>>>>

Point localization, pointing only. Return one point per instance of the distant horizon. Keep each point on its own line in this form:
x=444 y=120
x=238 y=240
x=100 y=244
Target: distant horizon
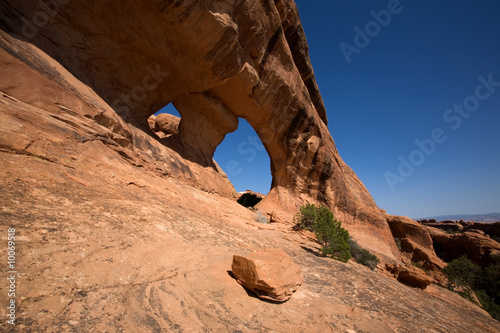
x=457 y=216
x=412 y=94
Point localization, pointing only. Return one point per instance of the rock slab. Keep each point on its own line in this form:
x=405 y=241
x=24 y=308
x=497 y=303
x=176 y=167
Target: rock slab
x=270 y=273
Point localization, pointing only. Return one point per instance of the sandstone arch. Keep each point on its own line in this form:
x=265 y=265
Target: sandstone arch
x=216 y=61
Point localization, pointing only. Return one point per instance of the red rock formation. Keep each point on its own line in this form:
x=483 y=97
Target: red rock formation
x=215 y=61
x=270 y=273
x=476 y=246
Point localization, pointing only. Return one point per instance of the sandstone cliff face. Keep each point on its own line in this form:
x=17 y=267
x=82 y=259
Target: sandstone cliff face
x=216 y=61
x=119 y=231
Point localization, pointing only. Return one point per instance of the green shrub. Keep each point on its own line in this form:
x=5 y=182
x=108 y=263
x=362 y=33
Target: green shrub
x=484 y=282
x=363 y=256
x=329 y=232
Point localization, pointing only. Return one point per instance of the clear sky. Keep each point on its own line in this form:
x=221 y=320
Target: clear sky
x=412 y=91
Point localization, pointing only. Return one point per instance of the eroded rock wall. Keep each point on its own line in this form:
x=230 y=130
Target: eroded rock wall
x=215 y=61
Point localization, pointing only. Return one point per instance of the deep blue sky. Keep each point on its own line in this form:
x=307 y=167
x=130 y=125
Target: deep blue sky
x=395 y=90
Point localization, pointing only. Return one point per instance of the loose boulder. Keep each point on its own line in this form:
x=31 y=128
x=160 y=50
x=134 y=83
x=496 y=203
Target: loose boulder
x=270 y=273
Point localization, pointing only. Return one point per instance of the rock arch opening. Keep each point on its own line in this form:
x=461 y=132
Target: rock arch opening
x=245 y=161
x=165 y=122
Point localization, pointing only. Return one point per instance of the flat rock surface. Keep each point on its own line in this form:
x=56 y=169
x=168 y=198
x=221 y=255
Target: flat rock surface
x=125 y=250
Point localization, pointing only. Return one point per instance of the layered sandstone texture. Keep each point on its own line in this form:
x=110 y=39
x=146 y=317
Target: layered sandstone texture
x=216 y=61
x=118 y=229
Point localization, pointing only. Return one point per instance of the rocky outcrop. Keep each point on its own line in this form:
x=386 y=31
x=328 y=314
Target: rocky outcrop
x=164 y=124
x=417 y=246
x=476 y=246
x=216 y=62
x=269 y=273
x=410 y=275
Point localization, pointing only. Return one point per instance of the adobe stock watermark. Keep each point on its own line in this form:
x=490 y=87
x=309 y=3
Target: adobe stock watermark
x=42 y=17
x=454 y=118
x=372 y=29
x=11 y=276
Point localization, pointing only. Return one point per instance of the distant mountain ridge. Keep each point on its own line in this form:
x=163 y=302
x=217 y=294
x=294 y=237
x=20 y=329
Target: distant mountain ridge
x=491 y=217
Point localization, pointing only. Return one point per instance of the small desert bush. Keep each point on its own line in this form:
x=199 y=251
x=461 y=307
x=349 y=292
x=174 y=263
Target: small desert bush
x=329 y=231
x=363 y=256
x=466 y=277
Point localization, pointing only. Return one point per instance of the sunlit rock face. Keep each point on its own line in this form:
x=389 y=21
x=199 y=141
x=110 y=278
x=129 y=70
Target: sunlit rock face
x=115 y=64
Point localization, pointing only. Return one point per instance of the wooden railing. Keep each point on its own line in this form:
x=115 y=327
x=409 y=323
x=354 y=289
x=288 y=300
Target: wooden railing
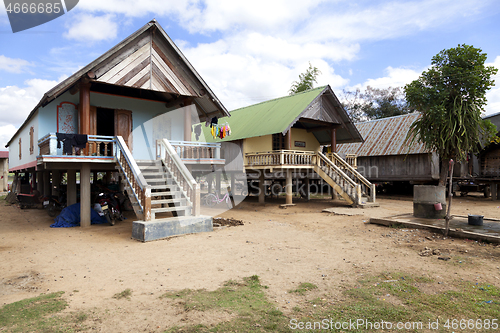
x=350 y=159
x=366 y=187
x=181 y=175
x=138 y=185
x=191 y=150
x=279 y=157
x=98 y=146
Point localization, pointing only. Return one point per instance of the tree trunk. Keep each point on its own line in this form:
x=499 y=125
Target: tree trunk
x=443 y=175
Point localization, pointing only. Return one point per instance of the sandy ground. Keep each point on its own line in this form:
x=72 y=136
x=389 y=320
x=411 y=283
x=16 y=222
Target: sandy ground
x=284 y=247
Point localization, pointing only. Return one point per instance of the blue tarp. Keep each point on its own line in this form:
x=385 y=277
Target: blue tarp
x=70 y=217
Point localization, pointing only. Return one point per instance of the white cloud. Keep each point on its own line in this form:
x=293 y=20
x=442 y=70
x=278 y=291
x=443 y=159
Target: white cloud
x=90 y=28
x=396 y=77
x=14 y=65
x=17 y=102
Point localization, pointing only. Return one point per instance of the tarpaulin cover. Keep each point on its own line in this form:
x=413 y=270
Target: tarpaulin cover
x=70 y=217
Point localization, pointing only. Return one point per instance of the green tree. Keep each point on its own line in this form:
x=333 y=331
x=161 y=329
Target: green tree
x=306 y=80
x=375 y=103
x=451 y=96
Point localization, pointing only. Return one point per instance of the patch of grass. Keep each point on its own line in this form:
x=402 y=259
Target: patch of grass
x=40 y=314
x=127 y=293
x=397 y=298
x=246 y=299
x=303 y=288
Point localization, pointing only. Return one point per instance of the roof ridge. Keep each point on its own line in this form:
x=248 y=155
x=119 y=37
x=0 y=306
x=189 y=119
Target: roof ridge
x=279 y=98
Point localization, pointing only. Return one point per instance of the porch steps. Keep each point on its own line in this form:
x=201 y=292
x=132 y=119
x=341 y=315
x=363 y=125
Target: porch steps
x=166 y=195
x=347 y=182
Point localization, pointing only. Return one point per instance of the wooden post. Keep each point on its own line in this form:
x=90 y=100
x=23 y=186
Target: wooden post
x=217 y=182
x=262 y=188
x=307 y=185
x=46 y=183
x=233 y=187
x=85 y=195
x=288 y=187
x=210 y=181
x=39 y=181
x=56 y=182
x=334 y=140
x=71 y=195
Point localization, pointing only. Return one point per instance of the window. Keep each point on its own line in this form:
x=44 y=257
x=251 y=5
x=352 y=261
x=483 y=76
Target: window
x=32 y=140
x=278 y=141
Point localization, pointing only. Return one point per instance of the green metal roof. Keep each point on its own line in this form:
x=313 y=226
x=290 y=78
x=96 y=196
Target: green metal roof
x=269 y=117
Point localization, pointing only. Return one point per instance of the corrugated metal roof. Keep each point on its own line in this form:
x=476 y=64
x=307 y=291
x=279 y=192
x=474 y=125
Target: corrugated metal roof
x=384 y=137
x=278 y=115
x=269 y=117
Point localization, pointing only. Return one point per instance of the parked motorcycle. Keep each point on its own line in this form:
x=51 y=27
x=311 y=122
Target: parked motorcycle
x=110 y=207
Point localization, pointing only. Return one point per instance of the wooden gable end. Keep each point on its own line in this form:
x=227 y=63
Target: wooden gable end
x=147 y=62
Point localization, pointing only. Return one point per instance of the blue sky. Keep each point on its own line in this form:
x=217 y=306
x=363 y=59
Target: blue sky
x=250 y=51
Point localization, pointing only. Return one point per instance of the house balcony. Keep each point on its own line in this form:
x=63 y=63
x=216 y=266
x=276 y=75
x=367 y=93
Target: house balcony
x=102 y=149
x=192 y=152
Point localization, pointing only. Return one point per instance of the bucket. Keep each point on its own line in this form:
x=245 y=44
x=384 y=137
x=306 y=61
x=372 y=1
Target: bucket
x=475 y=219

<<<<

**Exercise goal**
Starting at the line that has "of the sandy" and stopping after the line that has "x=284 y=247", write these entries out again in full, requests included. Adjust each coordinate in the answers by adding -19 to it.

**Complete answer**
Point localization, pointing only. Return one point per instance of the sandy ground. Keep each point on its own line in this form:
x=72 y=136
x=389 y=320
x=411 y=283
x=16 y=222
Target: sandy ground
x=265 y=228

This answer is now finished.